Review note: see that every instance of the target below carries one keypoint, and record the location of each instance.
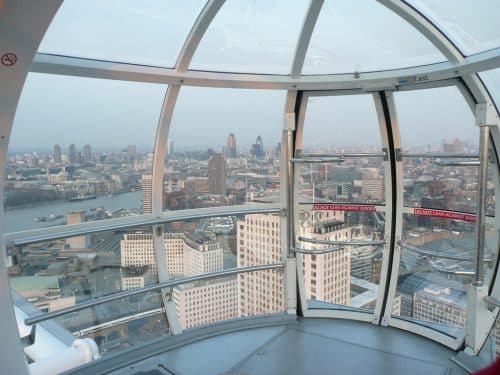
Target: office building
(217, 174)
(231, 146)
(57, 153)
(72, 153)
(147, 193)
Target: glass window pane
(443, 124)
(471, 25)
(491, 79)
(197, 247)
(430, 287)
(224, 148)
(335, 125)
(79, 145)
(354, 36)
(341, 202)
(349, 277)
(258, 36)
(148, 32)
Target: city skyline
(128, 113)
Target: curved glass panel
(57, 274)
(252, 37)
(471, 25)
(148, 32)
(224, 148)
(444, 113)
(355, 36)
(491, 79)
(341, 201)
(78, 150)
(432, 289)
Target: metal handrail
(326, 250)
(317, 160)
(456, 163)
(343, 155)
(66, 231)
(436, 254)
(150, 288)
(490, 300)
(439, 156)
(343, 243)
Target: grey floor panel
(210, 356)
(298, 352)
(312, 346)
(387, 339)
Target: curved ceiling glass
(252, 37)
(471, 25)
(359, 36)
(79, 146)
(491, 79)
(149, 32)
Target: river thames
(22, 218)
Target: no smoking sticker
(8, 59)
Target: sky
(246, 36)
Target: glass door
(343, 202)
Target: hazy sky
(247, 36)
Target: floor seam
(259, 348)
(368, 347)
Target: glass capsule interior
(232, 169)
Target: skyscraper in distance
(231, 146)
(87, 153)
(57, 153)
(170, 147)
(72, 153)
(217, 174)
(131, 152)
(147, 193)
(258, 148)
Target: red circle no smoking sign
(8, 59)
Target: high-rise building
(205, 302)
(87, 153)
(327, 276)
(72, 153)
(231, 146)
(436, 303)
(258, 148)
(373, 188)
(217, 175)
(170, 147)
(186, 255)
(147, 193)
(197, 303)
(258, 242)
(79, 242)
(131, 152)
(57, 153)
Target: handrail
(343, 243)
(317, 160)
(150, 288)
(318, 251)
(436, 254)
(456, 163)
(439, 156)
(342, 155)
(490, 300)
(65, 231)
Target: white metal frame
(347, 312)
(160, 152)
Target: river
(21, 218)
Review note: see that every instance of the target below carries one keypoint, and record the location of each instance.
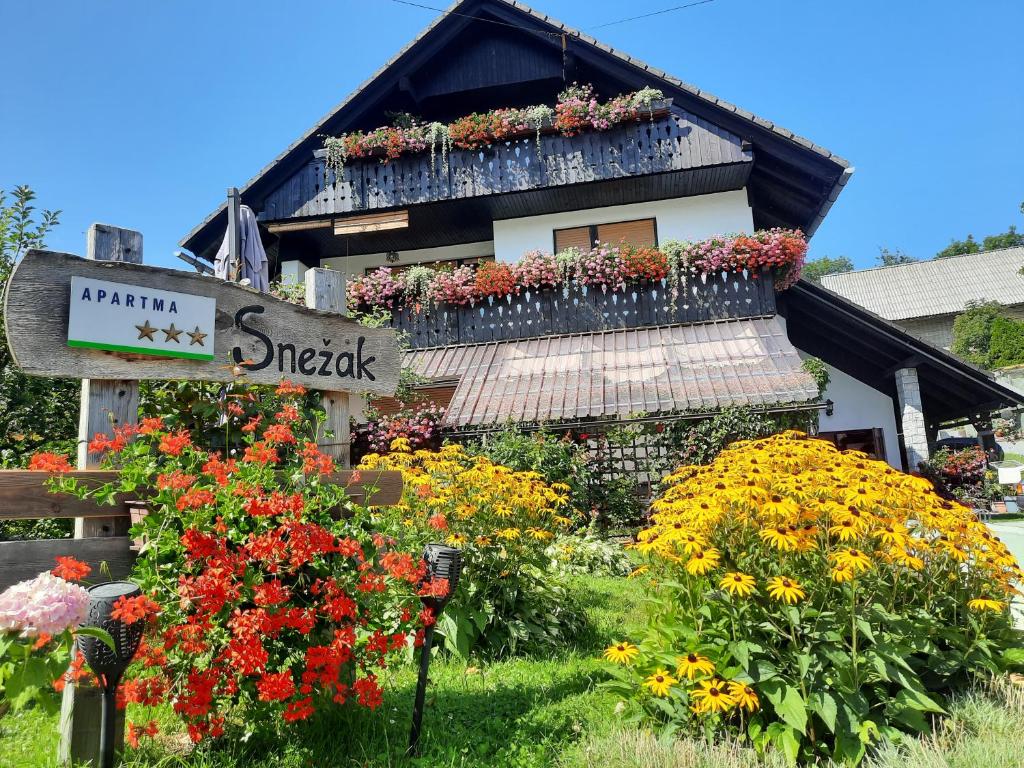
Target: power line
(477, 18)
(550, 34)
(652, 13)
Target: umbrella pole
(233, 233)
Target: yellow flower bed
(503, 521)
(840, 590)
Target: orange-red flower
(174, 442)
(131, 609)
(71, 569)
(49, 462)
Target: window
(639, 232)
(870, 441)
(445, 263)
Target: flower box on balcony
(582, 309)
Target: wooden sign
(122, 317)
(256, 338)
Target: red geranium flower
(71, 569)
(48, 462)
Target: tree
(893, 257)
(961, 248)
(34, 412)
(973, 332)
(817, 268)
(1010, 239)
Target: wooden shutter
(640, 232)
(578, 237)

★ ★ ★ ★ ★ ★ ★

» **Assignment**
An exact copy of the entries, without any pictures, is what the answer should be.

» **Answer section**
Review note: see that every instance of the target below carries one keypoint, and record the location of each instance.
Target: office building
(217, 174)
(231, 146)
(57, 153)
(72, 153)
(147, 193)
Target: glass window pane
(443, 124)
(471, 25)
(491, 79)
(197, 247)
(430, 287)
(224, 148)
(335, 125)
(79, 145)
(354, 36)
(341, 202)
(349, 277)
(258, 36)
(148, 32)
Target: city skyline
(128, 113)
Target: curved glass panel
(57, 274)
(252, 37)
(471, 25)
(148, 32)
(224, 148)
(444, 113)
(355, 36)
(491, 79)
(341, 201)
(78, 150)
(432, 289)
Target: metal handrail
(326, 250)
(317, 160)
(456, 163)
(343, 155)
(66, 231)
(436, 254)
(150, 288)
(490, 300)
(439, 156)
(343, 243)
Target: grey floor panel
(210, 356)
(298, 352)
(312, 346)
(387, 339)
Target: curved ceiling glass
(252, 37)
(471, 25)
(359, 36)
(79, 146)
(491, 79)
(149, 32)
Target: river thames
(22, 218)
Target: no smoking sticker
(8, 59)
Target: sky
(246, 36)
Target: glass door
(343, 202)
Target: hazy sky
(247, 36)
Target: floor seam
(259, 348)
(368, 347)
Target: glass capsule interior
(232, 169)
Target: skyscraper in distance
(231, 146)
(87, 153)
(57, 153)
(170, 147)
(72, 153)
(217, 174)
(131, 152)
(147, 193)
(258, 148)
Target: red circle no smoking sign
(8, 59)
Target: high-rise building
(205, 302)
(87, 153)
(327, 276)
(72, 153)
(231, 146)
(436, 303)
(258, 148)
(373, 188)
(217, 175)
(170, 147)
(186, 255)
(147, 193)
(197, 303)
(258, 242)
(79, 242)
(131, 152)
(57, 153)
Target: handrail
(343, 243)
(317, 160)
(150, 288)
(318, 251)
(436, 254)
(456, 163)
(439, 156)
(342, 155)
(490, 300)
(65, 231)
Target: white metal frame
(347, 312)
(160, 152)
Target: river
(21, 218)
Review note: see that every instance of the target below carries one keypoint, and record the location of each instance.
Target: power line
(477, 18)
(550, 34)
(652, 13)
Target: umbrella pole
(233, 233)
Target: yellow flower bed
(503, 521)
(840, 590)
Target: orange-red flower
(174, 442)
(131, 609)
(71, 569)
(49, 462)
Target: window
(639, 232)
(870, 441)
(445, 263)
Target: flower box on balcony
(582, 309)
Target: wooden sign
(122, 317)
(256, 338)
Target: red geranium flower
(71, 569)
(48, 462)
Target: tree
(893, 257)
(961, 248)
(34, 412)
(973, 332)
(817, 268)
(1010, 239)
Target: wooden shutter
(640, 232)
(578, 237)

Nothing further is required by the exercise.